Exercise objective
With the images left out, print every entry that follows exactly.

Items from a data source
"""
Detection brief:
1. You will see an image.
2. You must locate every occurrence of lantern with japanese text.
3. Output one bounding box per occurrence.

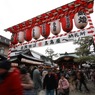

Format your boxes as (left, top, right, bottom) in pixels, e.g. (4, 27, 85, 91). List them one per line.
"""
The answer
Detection brief:
1. You will see an image.
2. You must locate every occurrence of lantern with japanese text.
3. Output one bounding box per occurrence.


Format your boxes as (left, top, right, bottom) in pixels, e.g. (4, 27, 85, 91). List them one per line.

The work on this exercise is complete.